═══ Dataset excerpts ═══

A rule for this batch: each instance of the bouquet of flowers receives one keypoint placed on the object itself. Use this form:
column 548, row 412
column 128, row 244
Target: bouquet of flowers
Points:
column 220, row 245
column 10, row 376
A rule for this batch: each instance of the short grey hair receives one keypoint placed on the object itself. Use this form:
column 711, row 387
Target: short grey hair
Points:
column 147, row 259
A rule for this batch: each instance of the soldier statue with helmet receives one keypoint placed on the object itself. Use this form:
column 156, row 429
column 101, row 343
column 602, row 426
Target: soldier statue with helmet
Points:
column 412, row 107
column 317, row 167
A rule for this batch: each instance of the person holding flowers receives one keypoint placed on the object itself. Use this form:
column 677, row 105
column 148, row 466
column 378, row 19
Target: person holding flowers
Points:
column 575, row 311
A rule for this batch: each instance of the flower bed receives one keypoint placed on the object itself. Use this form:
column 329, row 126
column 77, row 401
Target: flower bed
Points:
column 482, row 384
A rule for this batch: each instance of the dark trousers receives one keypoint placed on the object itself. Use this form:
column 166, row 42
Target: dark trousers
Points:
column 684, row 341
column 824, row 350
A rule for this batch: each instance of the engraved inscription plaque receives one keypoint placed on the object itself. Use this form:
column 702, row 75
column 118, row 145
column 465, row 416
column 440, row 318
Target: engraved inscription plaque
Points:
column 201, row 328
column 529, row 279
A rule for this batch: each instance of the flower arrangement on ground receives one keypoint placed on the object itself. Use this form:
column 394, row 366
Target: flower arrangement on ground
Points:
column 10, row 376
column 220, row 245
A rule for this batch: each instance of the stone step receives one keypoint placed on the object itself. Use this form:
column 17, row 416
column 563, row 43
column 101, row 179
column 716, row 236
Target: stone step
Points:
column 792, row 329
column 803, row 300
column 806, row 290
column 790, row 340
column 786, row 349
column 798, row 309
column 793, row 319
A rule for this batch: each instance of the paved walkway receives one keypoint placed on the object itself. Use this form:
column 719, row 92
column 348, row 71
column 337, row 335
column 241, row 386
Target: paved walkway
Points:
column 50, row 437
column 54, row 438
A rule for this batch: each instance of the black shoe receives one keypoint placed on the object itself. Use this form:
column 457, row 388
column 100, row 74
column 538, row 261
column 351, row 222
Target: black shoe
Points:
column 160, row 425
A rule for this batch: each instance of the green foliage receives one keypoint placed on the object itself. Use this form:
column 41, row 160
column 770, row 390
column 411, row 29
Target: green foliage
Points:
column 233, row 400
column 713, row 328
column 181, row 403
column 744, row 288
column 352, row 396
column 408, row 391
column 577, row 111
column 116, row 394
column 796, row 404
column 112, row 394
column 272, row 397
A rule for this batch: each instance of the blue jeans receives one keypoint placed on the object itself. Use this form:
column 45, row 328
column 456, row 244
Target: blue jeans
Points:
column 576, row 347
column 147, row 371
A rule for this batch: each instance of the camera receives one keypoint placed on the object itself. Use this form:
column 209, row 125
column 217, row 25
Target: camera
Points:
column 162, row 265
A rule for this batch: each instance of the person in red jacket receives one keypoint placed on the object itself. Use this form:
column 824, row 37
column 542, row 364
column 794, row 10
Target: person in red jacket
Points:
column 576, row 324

═══

• _Task to complete_:
All entries given above should be transcribed exactly, with none omitted.

• _Answer section_:
A rule for this batch: each instance of the bouquet of flowers receives one keypoint placed on the object itself. Use this form:
column 548, row 412
column 128, row 244
Target: bouquet of flowers
Points:
column 220, row 245
column 10, row 376
A rule for this batch: each instance of the short grey hair receives one keypoint placed on the object itself. Use this form:
column 711, row 387
Target: short grey hair
Points:
column 147, row 259
A rule for this batch: each instance of the soldier statue with helmet receives one keypoint placed on the object itself. Use this form:
column 156, row 429
column 101, row 343
column 602, row 426
Target: soldier statue with helmet
Points:
column 412, row 107
column 317, row 167
A rule for this batch: each instance of the person holding flowers receives one keypoint placed on the object itself. Use this form:
column 677, row 105
column 148, row 466
column 378, row 19
Target: person holding flowers
Points:
column 575, row 311
A rule for this batch: each instance of the flower bed receives one keypoint placed on the object itself. Use this form:
column 329, row 126
column 77, row 401
Target: flower bed
Points:
column 482, row 384
A rule for this batch: each instance of the dark trousers receives one keypoint placed on the object itself. Use this form:
column 166, row 42
Target: dark trousers
Points:
column 684, row 341
column 824, row 350
A rule for this batch: each instance of the engraved inscription plaque receives one keypoint placed on the object itself. Use this form:
column 702, row 75
column 118, row 145
column 465, row 416
column 440, row 318
Target: engraved inscription plaque
Points:
column 201, row 328
column 529, row 279
A rule for this batch: each instance of the flower arrangement on ground receives one keypoint placed on the object itself. Use this form:
column 394, row 366
Target: flower arrangement on ground
Points:
column 10, row 376
column 220, row 245
A rule for this batch: each instance of the stone step receives one keypoint placed on the object itself. Use this form:
column 17, row 416
column 563, row 43
column 101, row 179
column 716, row 236
Target: stone step
Points:
column 792, row 329
column 803, row 300
column 806, row 290
column 790, row 340
column 786, row 349
column 798, row 309
column 793, row 319
A rule for this batch: each instance of the paved walkway receives one keypoint placed on the object itself. Use this form:
column 719, row 92
column 348, row 71
column 337, row 335
column 241, row 386
Target: paved walkway
Points:
column 50, row 437
column 54, row 438
A rule for this batch: each instance of the black shoe receives one keypoint placed on the object itself. Use this form:
column 457, row 388
column 100, row 74
column 538, row 261
column 351, row 222
Target: black shoe
Points:
column 160, row 425
A rule for this batch: each instance of the green foliage receives one keypoint placed on the object itself. Use this form:
column 41, row 160
column 770, row 390
column 411, row 29
Target: green foliage
Points:
column 233, row 400
column 713, row 328
column 181, row 403
column 744, row 288
column 352, row 396
column 408, row 391
column 577, row 111
column 116, row 394
column 796, row 404
column 112, row 394
column 272, row 397
A rule for this batch: each instance of the blue jeans receives one keypoint placed on the object itself. Use this form:
column 45, row 328
column 456, row 244
Target: blue jeans
Points:
column 576, row 347
column 147, row 371
A rule for this batch: each instance of the camera receives one keypoint placed on the object itself. Use this form:
column 209, row 125
column 217, row 25
Target: camera
Points:
column 162, row 265
A rule for this batch: each instance of the person in red jacket receives one keypoint placed on the object itself. Use this form:
column 824, row 37
column 542, row 364
column 794, row 10
Target: person in red jacket
Points:
column 576, row 324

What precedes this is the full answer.